(Input for this task)

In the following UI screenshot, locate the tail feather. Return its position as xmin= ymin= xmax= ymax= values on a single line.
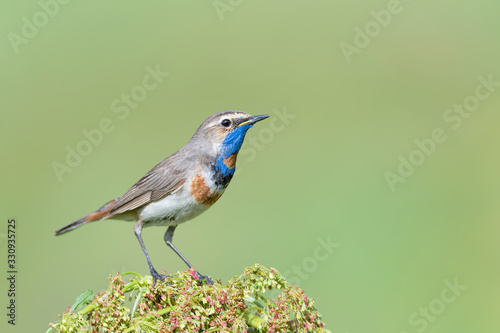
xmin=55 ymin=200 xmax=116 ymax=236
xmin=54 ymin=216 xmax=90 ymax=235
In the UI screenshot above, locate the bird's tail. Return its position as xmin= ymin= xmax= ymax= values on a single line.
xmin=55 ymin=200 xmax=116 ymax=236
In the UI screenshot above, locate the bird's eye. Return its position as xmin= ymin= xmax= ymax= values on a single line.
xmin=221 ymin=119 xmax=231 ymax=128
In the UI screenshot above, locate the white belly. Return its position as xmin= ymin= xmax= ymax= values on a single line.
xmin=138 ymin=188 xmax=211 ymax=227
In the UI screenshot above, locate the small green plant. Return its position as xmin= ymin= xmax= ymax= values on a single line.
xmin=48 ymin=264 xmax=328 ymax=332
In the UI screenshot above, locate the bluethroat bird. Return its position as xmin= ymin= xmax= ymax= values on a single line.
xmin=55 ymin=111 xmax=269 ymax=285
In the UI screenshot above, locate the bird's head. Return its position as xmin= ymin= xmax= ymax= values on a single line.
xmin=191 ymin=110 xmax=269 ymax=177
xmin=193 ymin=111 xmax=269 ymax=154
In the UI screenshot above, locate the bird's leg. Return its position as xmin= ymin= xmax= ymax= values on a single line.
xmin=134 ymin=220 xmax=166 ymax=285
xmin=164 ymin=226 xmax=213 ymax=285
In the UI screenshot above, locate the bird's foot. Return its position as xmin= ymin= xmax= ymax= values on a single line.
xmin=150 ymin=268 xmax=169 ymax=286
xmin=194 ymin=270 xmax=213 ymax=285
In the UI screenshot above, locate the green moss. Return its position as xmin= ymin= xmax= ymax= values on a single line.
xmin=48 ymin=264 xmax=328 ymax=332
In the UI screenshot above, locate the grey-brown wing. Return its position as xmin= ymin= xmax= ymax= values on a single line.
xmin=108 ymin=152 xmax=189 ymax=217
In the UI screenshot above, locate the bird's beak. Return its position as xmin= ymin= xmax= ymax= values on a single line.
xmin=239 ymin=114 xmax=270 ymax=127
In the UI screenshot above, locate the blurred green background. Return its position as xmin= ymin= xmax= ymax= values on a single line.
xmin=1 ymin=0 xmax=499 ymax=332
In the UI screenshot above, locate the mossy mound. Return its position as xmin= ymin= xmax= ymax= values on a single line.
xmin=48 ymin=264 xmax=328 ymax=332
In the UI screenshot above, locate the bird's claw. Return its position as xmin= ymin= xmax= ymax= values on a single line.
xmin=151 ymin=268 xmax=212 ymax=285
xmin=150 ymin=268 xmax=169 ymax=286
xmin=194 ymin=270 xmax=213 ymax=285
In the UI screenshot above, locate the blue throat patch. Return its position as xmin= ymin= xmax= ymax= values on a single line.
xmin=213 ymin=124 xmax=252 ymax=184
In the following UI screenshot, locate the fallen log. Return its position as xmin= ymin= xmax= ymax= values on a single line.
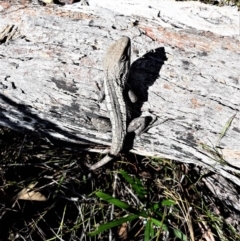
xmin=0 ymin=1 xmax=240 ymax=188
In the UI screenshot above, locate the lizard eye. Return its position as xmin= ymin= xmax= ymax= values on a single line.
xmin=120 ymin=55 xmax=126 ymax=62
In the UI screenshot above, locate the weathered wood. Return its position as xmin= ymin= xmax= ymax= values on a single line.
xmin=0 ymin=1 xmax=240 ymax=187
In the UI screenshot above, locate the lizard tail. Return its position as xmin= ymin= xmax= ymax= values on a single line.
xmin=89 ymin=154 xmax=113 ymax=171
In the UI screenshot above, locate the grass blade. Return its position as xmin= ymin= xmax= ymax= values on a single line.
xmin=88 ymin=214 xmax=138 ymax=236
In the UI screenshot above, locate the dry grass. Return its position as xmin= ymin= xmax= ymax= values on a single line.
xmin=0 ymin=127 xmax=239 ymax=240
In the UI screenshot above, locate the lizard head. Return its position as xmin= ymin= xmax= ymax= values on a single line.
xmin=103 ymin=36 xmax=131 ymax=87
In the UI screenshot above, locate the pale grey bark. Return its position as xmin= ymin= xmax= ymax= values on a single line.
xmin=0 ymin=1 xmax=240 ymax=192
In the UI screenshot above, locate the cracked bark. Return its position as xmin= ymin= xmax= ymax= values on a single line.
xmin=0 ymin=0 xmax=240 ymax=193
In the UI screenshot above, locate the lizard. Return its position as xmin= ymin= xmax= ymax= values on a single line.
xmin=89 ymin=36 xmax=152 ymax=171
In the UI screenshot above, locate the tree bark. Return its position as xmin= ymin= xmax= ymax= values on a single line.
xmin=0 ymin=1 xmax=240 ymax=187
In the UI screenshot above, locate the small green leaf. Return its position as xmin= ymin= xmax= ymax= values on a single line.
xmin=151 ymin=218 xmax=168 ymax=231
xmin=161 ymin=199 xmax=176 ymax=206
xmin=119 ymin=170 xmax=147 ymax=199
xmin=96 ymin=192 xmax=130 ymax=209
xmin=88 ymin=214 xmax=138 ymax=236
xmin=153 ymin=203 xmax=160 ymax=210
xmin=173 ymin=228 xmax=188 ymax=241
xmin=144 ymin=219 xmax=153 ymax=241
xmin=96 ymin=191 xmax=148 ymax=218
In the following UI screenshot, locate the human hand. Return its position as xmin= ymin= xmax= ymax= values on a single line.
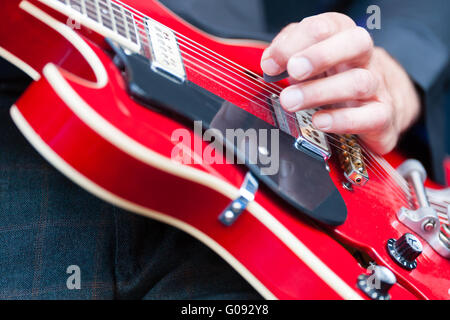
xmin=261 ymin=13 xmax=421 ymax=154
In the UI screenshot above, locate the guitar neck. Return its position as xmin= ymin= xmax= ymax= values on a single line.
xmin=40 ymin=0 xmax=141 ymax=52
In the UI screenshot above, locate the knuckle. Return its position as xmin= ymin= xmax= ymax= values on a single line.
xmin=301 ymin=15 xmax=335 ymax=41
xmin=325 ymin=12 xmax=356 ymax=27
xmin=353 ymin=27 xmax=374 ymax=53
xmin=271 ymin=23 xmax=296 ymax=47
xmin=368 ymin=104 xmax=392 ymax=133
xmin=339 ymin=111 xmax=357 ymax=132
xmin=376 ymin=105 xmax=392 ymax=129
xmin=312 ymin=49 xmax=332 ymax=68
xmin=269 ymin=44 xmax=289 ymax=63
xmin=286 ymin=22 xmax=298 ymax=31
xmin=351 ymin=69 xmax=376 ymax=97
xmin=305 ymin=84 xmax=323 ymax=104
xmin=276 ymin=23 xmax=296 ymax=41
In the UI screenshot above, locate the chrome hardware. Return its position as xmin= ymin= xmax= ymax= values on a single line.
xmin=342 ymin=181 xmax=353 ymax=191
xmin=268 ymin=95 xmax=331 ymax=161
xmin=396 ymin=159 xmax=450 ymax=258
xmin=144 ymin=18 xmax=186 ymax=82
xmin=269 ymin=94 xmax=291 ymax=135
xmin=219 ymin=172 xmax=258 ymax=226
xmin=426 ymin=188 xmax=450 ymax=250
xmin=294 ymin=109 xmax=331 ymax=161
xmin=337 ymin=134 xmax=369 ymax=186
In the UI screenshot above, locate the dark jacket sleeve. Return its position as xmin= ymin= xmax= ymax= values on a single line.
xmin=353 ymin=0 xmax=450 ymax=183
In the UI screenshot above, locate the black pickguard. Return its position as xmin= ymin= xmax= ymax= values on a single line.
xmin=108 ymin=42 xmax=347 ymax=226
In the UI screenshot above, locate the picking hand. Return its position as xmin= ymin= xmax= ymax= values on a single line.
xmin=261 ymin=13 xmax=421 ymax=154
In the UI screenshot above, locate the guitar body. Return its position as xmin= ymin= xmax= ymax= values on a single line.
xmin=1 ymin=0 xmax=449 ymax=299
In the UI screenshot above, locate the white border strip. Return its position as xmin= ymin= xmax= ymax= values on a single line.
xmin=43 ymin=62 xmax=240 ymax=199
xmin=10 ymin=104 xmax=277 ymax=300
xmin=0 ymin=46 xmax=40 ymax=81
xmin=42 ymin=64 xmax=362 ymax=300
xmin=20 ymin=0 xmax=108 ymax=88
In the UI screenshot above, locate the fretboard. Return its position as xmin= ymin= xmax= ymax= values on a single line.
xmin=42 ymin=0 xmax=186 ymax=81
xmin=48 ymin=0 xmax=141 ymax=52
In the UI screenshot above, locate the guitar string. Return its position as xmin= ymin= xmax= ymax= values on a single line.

(End Input for this task)

- Work instructions -
Exactly the lines from the one containing "In the UI screenshot above, locate the white border" to the final line of the data, both included, should be printed, and nothing more.

- Output below -
In the UI screenshot above, locate the white border strip. Return its position as xmin= ymin= xmax= ymax= values on a single line.
xmin=43 ymin=62 xmax=240 ymax=199
xmin=10 ymin=104 xmax=277 ymax=300
xmin=0 ymin=46 xmax=40 ymax=81
xmin=42 ymin=64 xmax=362 ymax=300
xmin=20 ymin=0 xmax=108 ymax=88
In the UI screenshot above, locate the fretboard. Return its position as xmin= ymin= xmax= ymax= values on a single line.
xmin=42 ymin=0 xmax=186 ymax=81
xmin=48 ymin=0 xmax=141 ymax=52
In the UI screenshot above, locate the guitar string. Return its position as xmin= ymin= xmax= ymax= values on a single line.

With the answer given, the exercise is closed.